◆ **Required task**: Continue the forum thread on sound cards and headphones, starting with the post under Killer_Rubber_Ducky's May 18, 2011 heading.

◆ **Reading text**:
# Sound cards and adapters



## Killer_Rubber_Ducky (May 17, 2011)

Im looking to replace my VIA HD 1818 onboard POS sound card with a good card for gaming and listening to Dubstep. I am also looking to find out what kind of port is on the AVAYA 4610SW IP Phone and the IASUS-CONCEPTS NT3. I think the NT3 uses a Serial Port but dont know which one, and I think the AVAYA uses RJ11 but find conflicting info and of course AVAYA wont say what type of port it is.

The NT3 is here:
http://www.iasus-concepts.com/nt/nt-3.htm

The AVAYA is here:
http://www.amazon.com/Avaya-4610SW-VoIP-phone-H-323/dp/B001L14FTE/ref=sr_1_1?ie=UTF8&s=electronics&qid=1305664872&sr=1-1


The Other part of the sound is the headphones. Which one is the better?

http://www.amazon.com/SR850-Professional-Studio-Reference-Headphones/dp/B002LBSEQS/ref=pd_cp_MI_1

or

http://www.amazon.com/JVC-HARX700-High-Grade-Full-Size-Headphone/dp/B0013OWPV4/ref=pd_cp_MI_2

Here are the sound cards:

http://www.amazon.com/Creative-Sound-Blaster-XtremeGamer-70SB073A00000/dp/B000J1F1BI/ref=tag_stp_s2f_edpp_sound_card

http://www.amazon.com/Creative-SB0886-Titanium-Fatal1ty-Professional/dp/B0018EFGTM/ref=tag_stp_s2f_edpp_sound_card

Can you recommend a better one?


----------



## FreedomEclipse (May 18, 2011)

If youre going to be using headphones, try getting a card with a built in headphones amp like a Xonar DX (and use the drivers in my sig because Asus's own suck elephant cock)

if you want something more premium then a DX, then theres the ST and the STX and creatives Xense


----------



## Killer_Rubber_Ducky (May 18, 2011)

◆ **Data rows**:
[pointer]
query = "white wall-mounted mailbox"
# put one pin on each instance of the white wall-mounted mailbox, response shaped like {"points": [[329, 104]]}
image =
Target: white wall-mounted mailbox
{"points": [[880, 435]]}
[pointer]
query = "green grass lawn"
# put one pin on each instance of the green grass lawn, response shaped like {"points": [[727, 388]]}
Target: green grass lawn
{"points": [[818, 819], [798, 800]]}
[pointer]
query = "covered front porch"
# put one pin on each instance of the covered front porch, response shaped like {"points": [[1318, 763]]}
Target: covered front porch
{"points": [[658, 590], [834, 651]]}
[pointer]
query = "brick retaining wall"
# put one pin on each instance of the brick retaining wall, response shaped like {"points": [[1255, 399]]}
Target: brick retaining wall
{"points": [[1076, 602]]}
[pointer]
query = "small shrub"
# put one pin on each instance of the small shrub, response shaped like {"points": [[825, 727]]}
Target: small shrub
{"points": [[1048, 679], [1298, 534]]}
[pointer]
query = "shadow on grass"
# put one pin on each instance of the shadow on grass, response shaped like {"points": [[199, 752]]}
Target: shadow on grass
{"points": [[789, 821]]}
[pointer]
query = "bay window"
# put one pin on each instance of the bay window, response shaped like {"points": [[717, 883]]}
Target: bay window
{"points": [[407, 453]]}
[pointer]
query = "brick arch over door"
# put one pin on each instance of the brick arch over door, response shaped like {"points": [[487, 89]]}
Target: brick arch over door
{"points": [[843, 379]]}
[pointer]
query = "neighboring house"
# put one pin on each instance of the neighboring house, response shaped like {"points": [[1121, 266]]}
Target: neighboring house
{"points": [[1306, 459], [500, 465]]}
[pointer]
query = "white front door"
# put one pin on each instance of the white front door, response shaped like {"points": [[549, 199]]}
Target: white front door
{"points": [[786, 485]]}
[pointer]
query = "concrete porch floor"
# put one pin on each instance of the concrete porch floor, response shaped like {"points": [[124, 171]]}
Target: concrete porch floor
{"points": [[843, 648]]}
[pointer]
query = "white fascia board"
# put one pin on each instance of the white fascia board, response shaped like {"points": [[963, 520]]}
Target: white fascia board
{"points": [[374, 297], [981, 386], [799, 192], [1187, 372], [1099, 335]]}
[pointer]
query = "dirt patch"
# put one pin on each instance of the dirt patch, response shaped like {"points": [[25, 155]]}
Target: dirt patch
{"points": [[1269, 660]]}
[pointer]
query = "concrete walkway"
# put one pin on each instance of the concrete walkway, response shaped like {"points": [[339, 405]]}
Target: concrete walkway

◆ **Answer to this problem**:
FreedomEclipse said:


> If youre going to be using headphones, try getting a card with a built in headphones amp like a Xonar DX (and use the drivers in my sig because Asus's own suck elephant cock)
> 
> if you want something more premium then a DX, then theres the ST and the STX and creatives Xense



Ok, so how does the Asus DX compare to the X-fi Titantium?


----------



## FreedomEclipse (May 18, 2011)

Well for starters. its a lot cheaper. games these days are also less reliant on EAX so there's another reason why the dx is king. it is also general consensus that the dx does indeed sound better then what creative offers. lastly. the titanium doesn't have a headphones amp.


----------



## FreedomEclipse (May 18, 2011)

my bad. it Is the Xonar DG that has the headphone amp not the dx


----------



## Killer_Rubber_Ducky (May 18, 2011)

FreedomEclipse said:


> my bad. it Is the Xonar DG that has the headphone amp not the dx



So, the Xonar DG is the one to go after? what about those headphones?


----------



## FreedomEclipse (May 18, 2011)

I don't use headphones so i can't really comment. there's an ongoing topic somewhere on the forum about headsets. probably best to have a look there first for advice before starting up a new thread about it


----------



## Killer_Rubber_Ducky (May 18, 2011)

FreedomEclipse said:


> I don't use headphones so i can't really comment. there's an ongoing topic somewhere on the forum about headsets. probably best to have a look there first for advice before starting up a new thread about it



how about this? Im not too much on headphone audio. Im more for improving my 5.1 surround.

http://www.amazon.com/Essence-STX-Channels-Interface-Headphone/dp/B001OV789U/ref=sr_1_3?ie=UTF8&s=electronics&qid=1305754739&sr=1-3


----------



## FreedomEclipse (May 18, 2011)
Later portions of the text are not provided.